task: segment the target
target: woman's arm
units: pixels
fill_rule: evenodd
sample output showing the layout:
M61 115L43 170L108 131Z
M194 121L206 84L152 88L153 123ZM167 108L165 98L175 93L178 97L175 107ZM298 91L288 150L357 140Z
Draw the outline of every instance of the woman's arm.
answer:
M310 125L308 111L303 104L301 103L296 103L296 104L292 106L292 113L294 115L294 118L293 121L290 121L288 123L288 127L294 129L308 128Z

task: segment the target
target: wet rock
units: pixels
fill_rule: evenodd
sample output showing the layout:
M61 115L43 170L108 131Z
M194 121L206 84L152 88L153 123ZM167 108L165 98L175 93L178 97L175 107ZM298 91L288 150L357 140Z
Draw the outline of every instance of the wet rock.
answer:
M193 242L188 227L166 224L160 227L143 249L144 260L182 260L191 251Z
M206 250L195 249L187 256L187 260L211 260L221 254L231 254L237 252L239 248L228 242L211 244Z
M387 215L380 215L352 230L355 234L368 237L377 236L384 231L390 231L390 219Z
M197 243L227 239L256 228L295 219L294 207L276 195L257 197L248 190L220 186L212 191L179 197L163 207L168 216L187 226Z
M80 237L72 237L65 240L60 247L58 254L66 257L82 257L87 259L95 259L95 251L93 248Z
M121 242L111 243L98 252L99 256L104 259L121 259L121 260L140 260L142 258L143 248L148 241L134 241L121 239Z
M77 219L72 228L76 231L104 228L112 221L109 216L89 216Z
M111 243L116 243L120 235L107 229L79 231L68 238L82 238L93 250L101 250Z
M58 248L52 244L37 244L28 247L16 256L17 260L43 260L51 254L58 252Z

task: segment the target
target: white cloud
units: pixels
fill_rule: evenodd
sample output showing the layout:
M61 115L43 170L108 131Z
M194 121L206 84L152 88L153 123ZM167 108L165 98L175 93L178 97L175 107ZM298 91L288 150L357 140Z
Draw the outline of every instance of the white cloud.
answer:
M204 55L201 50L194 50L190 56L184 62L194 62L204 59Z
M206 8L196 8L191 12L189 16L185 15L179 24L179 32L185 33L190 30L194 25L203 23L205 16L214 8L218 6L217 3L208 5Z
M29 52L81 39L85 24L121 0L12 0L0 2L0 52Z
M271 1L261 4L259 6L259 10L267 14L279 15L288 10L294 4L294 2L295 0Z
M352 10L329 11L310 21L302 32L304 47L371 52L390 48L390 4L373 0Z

Activity
Output the records exactly, so that each line matches what was given.

Output of the task
task: segment the target
target: woman's arm
units: pixels
fill_rule: evenodd
sample output showing the layout:
M61 115L43 170L108 131Z
M194 121L206 84L152 88L153 123ZM167 108L165 98L175 93L178 97L175 107ZM298 91L288 150L357 140Z
Draw the outline of every instance of the woman's arm.
answer:
M310 125L308 111L303 104L301 103L296 103L296 104L292 106L292 113L294 115L294 118L293 121L290 121L288 123L288 127L294 129L308 128Z

task: segment the target
target: wet rock
units: pixels
fill_rule: evenodd
sample output showing the layout:
M61 115L43 170L108 131Z
M194 121L206 84L152 88L153 123ZM167 108L165 98L175 93L178 97L175 107ZM298 91L288 150L357 140Z
Draw the outline of every instance of the wet rock.
answer:
M193 242L188 227L166 224L160 227L143 249L144 260L182 260L191 251Z
M206 250L195 249L187 256L187 260L211 260L221 254L231 254L237 252L239 248L228 242L211 244Z
M387 215L380 215L352 230L355 234L368 237L377 236L384 231L390 231L390 219Z
M197 243L227 239L256 228L295 219L294 207L276 195L257 197L248 190L220 186L212 191L179 197L163 207L168 216L187 226Z
M80 237L72 237L65 240L60 247L58 254L66 257L82 257L87 259L95 259L95 251L93 248Z
M121 242L111 243L98 252L99 256L104 259L121 259L121 260L140 260L142 258L143 248L148 241L134 241L121 239Z
M77 219L72 228L76 231L104 228L112 221L109 216L89 216Z
M111 243L116 243L120 235L107 229L79 231L68 238L82 238L93 250L101 250Z
M58 248L52 244L37 244L28 247L16 256L17 260L43 260L51 254L58 252Z

task: segment the target
target: white cloud
units: pixels
fill_rule: evenodd
sample output showing the layout:
M61 115L43 170L108 131Z
M194 121L206 84L152 88L153 123ZM167 108L165 98L175 93L178 97L175 107ZM298 91L288 150L357 140Z
Draw the outline of every instance of the white cloud.
answer:
M204 55L201 50L194 50L190 56L184 62L194 62L204 59Z
M206 8L196 8L191 12L189 16L185 15L179 24L179 32L185 33L190 30L194 25L203 23L205 16L214 8L218 6L217 3L208 5Z
M29 52L81 39L85 24L121 0L12 0L0 2L0 52Z
M271 1L261 4L259 6L259 10L267 14L279 15L288 10L294 4L294 2L295 0Z
M352 10L329 11L310 21L302 32L304 47L371 52L390 48L390 4L373 0Z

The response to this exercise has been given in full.